It is not surprising to hear Bob Marley’s Redemption Song around the time of our Emancipation Day celebrations. The lyrics rouse us to free ourselves from ‘mental slavery’, as advocated by Marcus Garvey.
Some of us may not know that Marley knew his time on earth was limited while writing and performing this song. In 1977, Bob had been diagnosed with a malignant melanoma under a toenail. He decided not to have the toe amputated, against his doctors’ advice.
Bob carried on touring, writing, and recording, but within two years, he was ailing, appearing gaunt. Death was on his mind—he was in severe pain and had been writing material that dealt with his mortality.
“We’ve got to fulfil the book,” was a stirring call to action. Marley was defiant even up to his death in May 1981.

What gave Marley the power to overcome his pain and sure knowledge of pending death? What allowed him to keep moving?

# WHAT THIS TASK INVOLVES:
Reproduce word for word the part of the passage on Bob Marley and "Redemption Song" starting with "Some of us may" and going on through "in May 1981.".

# ENTRIES PROVIDED:
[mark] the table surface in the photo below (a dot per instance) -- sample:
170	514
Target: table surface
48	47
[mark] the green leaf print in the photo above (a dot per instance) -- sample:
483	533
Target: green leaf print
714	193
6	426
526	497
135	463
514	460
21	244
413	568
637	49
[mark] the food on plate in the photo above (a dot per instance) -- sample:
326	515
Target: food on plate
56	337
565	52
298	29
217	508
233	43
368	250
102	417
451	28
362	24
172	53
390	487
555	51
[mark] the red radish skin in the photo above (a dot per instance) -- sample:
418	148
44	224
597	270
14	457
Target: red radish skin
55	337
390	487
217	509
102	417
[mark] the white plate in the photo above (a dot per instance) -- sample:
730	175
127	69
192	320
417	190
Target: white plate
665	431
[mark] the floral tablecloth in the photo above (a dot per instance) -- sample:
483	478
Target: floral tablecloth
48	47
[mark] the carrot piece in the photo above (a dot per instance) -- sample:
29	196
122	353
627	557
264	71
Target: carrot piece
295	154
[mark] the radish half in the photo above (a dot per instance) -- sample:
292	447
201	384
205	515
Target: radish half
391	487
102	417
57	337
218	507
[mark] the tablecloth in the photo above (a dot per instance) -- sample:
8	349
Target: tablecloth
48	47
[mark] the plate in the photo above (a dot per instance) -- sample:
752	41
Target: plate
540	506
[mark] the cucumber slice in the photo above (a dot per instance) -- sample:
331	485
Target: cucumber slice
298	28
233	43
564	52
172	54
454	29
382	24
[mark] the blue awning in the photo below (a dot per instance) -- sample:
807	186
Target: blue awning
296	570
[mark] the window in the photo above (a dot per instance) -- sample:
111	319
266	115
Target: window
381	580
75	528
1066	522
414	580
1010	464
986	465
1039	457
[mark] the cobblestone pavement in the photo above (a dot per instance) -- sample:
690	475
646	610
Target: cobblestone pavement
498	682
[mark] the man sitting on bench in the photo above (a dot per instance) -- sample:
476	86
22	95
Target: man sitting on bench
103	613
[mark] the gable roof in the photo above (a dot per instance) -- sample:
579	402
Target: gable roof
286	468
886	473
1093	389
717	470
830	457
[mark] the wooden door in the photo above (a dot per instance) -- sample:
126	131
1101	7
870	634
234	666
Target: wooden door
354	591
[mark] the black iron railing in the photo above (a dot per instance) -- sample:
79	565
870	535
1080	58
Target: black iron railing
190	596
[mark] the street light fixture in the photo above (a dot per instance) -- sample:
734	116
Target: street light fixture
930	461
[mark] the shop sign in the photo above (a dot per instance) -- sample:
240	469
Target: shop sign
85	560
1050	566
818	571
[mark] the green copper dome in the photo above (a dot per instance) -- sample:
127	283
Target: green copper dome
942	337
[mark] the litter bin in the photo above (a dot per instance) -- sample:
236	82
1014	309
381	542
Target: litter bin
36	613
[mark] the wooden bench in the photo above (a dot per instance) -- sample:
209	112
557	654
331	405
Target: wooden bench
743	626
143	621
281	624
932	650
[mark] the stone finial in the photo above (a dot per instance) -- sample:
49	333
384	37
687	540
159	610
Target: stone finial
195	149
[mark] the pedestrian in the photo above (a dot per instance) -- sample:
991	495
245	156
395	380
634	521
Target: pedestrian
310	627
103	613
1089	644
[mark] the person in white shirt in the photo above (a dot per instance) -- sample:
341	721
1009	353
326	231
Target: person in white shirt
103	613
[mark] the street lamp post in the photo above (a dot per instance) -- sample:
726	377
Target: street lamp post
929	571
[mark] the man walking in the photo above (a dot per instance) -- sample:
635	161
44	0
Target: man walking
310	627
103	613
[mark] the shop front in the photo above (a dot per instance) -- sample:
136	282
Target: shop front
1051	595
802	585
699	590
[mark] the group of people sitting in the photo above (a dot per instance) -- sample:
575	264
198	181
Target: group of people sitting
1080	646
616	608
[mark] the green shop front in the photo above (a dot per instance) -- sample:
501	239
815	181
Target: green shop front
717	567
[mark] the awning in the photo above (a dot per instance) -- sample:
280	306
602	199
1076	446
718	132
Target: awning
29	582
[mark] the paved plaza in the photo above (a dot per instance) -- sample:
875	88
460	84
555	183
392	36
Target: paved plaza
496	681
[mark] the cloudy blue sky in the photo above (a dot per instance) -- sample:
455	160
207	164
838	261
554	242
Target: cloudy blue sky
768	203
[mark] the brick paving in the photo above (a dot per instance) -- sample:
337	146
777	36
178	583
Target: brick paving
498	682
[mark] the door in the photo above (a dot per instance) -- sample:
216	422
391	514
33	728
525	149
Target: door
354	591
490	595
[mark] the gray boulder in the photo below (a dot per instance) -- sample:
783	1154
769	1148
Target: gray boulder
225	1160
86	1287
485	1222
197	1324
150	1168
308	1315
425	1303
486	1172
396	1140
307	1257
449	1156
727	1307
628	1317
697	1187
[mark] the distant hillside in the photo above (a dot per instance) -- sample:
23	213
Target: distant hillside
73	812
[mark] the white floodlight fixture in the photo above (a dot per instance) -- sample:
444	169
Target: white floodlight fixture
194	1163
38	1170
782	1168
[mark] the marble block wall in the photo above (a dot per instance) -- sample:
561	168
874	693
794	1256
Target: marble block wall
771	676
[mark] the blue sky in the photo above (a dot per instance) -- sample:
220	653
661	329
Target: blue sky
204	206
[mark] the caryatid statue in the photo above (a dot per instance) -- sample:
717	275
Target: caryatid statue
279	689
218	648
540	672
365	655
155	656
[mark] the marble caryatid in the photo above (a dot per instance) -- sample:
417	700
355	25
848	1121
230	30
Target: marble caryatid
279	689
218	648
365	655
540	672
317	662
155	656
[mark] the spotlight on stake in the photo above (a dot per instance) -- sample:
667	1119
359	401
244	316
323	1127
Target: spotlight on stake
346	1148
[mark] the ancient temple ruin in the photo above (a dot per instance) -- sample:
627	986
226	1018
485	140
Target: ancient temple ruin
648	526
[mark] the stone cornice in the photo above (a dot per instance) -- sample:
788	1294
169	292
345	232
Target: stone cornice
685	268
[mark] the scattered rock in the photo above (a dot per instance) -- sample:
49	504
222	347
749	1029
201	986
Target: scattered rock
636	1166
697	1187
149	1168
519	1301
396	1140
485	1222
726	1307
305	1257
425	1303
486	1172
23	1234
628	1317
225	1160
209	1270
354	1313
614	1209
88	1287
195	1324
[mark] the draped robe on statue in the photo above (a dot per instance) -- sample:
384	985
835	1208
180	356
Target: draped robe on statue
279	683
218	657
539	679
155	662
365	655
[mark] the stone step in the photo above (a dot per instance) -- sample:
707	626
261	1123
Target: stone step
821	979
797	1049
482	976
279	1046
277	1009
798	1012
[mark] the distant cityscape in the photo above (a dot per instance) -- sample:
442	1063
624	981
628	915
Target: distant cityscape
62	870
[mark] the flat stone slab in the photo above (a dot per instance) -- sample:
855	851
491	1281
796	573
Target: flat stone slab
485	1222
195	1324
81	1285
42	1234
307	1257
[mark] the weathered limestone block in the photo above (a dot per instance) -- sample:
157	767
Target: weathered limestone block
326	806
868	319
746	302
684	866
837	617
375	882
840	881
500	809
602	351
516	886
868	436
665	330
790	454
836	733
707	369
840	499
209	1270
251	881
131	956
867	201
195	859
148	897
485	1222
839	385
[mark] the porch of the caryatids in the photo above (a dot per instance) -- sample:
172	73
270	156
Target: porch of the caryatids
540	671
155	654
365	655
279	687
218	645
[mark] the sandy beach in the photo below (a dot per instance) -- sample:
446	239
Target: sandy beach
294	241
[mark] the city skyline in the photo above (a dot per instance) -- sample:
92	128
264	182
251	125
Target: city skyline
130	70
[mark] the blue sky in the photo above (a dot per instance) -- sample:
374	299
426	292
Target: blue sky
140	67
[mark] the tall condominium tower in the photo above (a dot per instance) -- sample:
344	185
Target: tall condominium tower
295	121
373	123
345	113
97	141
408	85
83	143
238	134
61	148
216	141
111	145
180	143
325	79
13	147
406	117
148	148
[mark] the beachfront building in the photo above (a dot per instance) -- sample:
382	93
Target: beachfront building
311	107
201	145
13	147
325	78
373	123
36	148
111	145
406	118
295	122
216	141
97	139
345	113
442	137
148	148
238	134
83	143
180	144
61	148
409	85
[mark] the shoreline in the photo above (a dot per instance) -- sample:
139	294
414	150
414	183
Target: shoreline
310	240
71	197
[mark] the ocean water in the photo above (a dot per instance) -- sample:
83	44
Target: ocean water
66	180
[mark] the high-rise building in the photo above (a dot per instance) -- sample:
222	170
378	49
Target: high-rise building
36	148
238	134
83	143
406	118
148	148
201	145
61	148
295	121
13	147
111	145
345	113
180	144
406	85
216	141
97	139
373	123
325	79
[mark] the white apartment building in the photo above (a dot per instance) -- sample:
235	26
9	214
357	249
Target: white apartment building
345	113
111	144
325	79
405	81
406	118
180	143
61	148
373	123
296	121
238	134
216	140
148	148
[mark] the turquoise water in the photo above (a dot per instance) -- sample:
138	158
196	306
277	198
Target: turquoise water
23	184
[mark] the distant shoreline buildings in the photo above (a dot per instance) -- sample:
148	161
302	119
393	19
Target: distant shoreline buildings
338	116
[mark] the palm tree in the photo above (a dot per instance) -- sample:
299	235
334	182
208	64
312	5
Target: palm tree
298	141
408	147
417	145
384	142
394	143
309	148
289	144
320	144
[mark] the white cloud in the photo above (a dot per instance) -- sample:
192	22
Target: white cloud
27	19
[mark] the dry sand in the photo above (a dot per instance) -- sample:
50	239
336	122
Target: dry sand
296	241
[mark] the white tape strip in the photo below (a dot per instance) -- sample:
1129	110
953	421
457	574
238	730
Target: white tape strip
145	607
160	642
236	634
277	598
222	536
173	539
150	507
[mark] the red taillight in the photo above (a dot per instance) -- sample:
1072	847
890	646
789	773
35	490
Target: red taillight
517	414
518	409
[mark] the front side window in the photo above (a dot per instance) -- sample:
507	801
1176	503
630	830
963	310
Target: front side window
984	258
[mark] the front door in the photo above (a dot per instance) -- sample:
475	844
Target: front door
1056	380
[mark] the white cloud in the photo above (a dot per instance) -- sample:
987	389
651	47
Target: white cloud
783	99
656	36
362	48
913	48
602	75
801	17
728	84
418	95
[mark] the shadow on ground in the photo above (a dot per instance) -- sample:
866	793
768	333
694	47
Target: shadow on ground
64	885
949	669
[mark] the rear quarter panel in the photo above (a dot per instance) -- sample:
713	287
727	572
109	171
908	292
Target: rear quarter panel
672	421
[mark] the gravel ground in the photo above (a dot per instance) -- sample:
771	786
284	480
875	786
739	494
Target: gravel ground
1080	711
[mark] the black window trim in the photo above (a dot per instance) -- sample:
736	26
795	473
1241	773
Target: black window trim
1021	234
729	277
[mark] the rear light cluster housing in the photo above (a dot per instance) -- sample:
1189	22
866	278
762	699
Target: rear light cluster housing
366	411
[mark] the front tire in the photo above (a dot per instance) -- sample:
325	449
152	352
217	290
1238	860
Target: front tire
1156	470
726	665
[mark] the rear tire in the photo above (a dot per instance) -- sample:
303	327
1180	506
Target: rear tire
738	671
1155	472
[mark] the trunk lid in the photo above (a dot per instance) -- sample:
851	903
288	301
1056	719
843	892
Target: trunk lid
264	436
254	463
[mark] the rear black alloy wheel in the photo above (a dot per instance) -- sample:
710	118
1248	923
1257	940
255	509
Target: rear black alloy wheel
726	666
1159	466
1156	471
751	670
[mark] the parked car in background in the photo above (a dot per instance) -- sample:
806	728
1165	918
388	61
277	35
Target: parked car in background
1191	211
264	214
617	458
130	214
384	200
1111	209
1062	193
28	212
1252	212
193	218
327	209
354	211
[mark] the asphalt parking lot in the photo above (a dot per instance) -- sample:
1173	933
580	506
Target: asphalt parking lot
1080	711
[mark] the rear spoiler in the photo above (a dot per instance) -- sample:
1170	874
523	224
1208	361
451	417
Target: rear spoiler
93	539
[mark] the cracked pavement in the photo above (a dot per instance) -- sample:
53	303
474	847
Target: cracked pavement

# OUTPUT:
Some of us may not know that Marley knew his time on earth was limited while writing and performing this song. In 1977, Bob had been diagnosed with a malignant melanoma under a toenail. He decided not to have the toe amputated, against his doctors’ advice.
Bob carried on touring, writing, and recording, but within two years, he was ailing, appearing gaunt. Death was on his mind—he was in severe pain and had been writing material that dealt with his mortality.
“We’ve got to fulfil the book,” was a stirring call to action. Marley was defiant even up to his death in May 1981.